» **TASK TO CARRY OUT**: Which lines of the material hold the word "laid"? Copy each one.

» **THE DATA**:
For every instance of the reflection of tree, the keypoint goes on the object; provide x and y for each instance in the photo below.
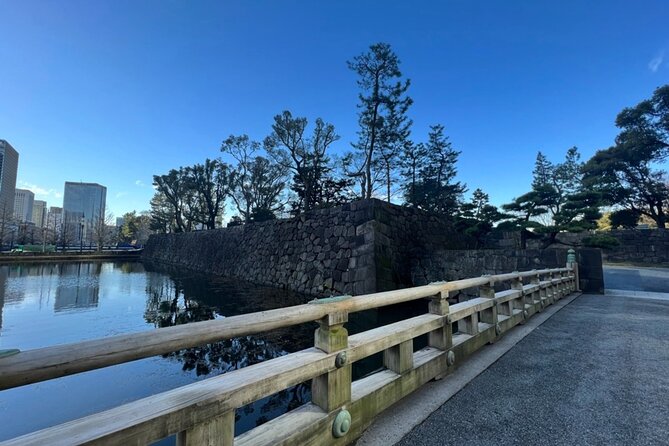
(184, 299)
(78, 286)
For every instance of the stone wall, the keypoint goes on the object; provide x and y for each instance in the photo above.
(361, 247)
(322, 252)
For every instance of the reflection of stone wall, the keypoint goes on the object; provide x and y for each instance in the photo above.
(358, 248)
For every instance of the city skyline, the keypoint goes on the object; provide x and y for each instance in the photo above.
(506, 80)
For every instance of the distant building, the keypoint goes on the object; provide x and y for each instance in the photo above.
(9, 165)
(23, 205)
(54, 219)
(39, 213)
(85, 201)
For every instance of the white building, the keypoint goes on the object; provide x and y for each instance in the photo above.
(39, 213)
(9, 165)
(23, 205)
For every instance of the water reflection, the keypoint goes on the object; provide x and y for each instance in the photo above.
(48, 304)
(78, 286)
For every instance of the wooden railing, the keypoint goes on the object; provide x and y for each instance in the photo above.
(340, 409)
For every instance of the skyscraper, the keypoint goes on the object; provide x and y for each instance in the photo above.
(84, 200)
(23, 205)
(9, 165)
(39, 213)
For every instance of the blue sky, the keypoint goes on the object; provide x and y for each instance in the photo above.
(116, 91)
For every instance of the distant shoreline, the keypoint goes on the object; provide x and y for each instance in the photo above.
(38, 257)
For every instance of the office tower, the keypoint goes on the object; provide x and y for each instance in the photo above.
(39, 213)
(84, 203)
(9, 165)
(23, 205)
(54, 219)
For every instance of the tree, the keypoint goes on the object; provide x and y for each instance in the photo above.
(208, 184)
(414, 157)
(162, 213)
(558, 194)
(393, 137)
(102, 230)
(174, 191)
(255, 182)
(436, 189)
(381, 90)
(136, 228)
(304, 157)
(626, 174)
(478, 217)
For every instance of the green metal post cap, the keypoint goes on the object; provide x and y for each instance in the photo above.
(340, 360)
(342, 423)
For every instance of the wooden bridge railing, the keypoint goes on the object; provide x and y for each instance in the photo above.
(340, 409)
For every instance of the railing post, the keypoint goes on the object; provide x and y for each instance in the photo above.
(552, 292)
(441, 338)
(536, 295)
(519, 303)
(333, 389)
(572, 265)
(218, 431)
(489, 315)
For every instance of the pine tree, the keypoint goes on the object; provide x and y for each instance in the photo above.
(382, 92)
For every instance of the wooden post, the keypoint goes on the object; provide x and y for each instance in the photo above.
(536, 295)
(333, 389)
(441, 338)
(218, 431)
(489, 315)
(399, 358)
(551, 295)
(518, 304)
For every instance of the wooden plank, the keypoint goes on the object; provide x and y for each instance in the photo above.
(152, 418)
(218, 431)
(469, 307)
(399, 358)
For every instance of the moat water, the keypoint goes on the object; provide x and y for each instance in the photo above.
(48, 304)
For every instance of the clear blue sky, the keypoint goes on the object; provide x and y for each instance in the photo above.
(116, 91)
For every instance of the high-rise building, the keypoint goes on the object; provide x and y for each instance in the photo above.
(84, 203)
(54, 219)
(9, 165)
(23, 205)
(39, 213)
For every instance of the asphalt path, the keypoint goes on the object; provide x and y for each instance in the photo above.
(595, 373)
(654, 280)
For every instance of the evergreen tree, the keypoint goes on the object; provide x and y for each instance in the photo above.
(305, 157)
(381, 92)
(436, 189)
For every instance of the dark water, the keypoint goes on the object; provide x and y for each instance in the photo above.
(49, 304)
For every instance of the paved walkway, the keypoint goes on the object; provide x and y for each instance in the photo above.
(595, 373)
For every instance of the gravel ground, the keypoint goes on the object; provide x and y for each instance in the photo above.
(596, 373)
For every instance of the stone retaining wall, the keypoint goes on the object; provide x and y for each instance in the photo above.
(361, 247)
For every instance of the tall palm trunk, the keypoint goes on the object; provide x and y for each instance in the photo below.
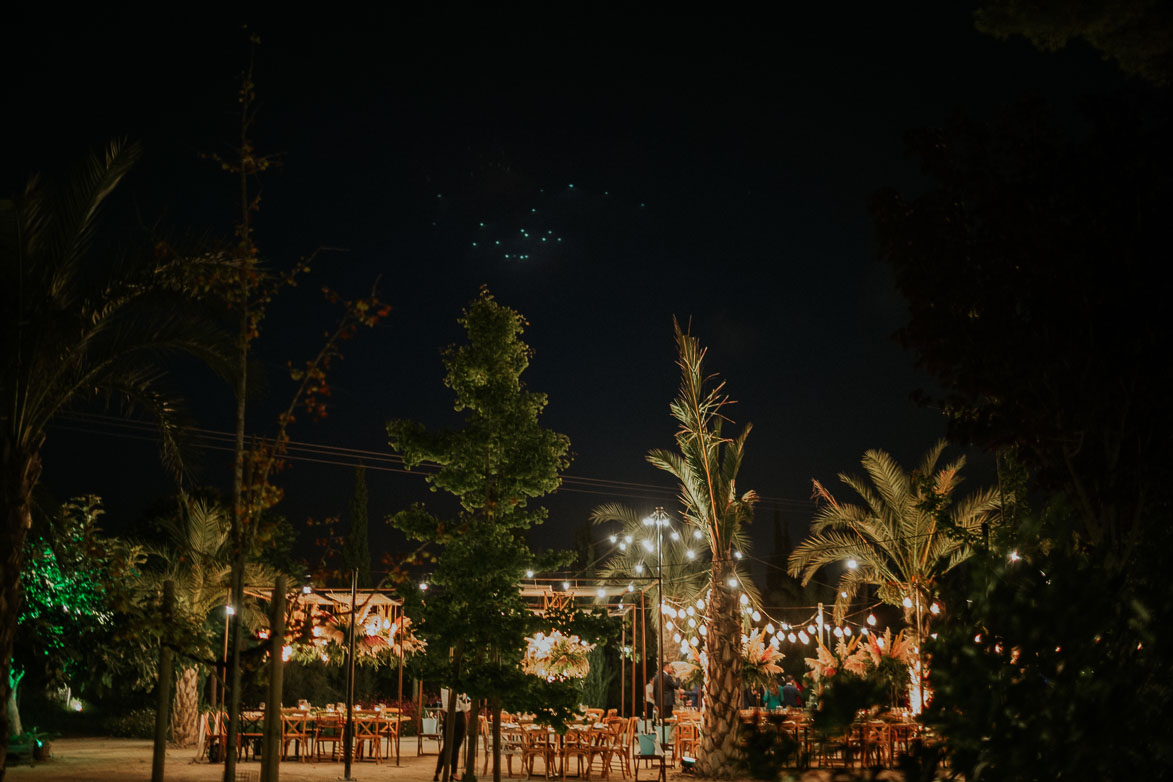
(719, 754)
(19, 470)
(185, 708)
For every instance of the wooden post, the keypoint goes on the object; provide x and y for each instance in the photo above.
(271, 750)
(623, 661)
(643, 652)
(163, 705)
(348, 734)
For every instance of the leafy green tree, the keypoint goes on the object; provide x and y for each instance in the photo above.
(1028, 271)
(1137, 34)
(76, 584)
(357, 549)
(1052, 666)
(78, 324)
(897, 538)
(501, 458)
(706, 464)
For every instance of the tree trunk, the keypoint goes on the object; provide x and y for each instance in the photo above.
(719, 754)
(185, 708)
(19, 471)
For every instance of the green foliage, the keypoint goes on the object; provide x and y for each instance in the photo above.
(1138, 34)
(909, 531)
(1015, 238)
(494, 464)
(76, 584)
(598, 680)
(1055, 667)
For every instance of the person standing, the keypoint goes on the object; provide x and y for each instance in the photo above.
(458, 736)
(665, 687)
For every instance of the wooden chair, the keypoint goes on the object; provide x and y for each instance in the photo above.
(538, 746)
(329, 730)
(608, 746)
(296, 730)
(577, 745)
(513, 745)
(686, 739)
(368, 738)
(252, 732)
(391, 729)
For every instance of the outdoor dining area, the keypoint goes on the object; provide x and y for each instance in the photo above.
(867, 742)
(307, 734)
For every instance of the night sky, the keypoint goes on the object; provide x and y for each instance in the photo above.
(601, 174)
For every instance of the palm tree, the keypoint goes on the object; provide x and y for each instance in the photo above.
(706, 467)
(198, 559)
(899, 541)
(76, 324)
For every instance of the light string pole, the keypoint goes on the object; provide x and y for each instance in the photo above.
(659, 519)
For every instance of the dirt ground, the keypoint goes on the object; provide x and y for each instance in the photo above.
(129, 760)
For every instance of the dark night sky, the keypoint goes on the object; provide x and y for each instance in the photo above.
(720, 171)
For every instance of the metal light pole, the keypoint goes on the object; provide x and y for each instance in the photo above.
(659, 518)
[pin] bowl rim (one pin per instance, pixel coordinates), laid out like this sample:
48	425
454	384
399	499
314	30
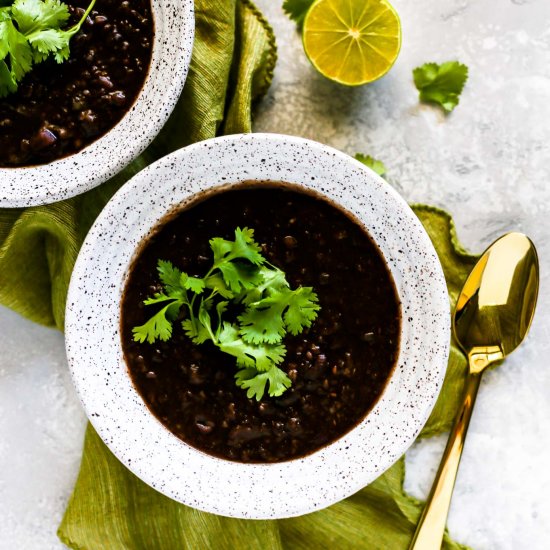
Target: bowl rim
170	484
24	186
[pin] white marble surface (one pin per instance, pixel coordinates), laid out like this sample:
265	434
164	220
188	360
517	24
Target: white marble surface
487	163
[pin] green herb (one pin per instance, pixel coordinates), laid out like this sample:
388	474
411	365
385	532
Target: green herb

» **SOLUTION FOR THIS TASK**:
[pin] bowl rim (one pin per instance, pixel coordinates), laid out like this sample:
[pin] white marble surface (one pin per instance, pixel coordinates), laid out like this sample:
[pin] green herb (one pin per instance, pixel coordinates), laid out like this sample:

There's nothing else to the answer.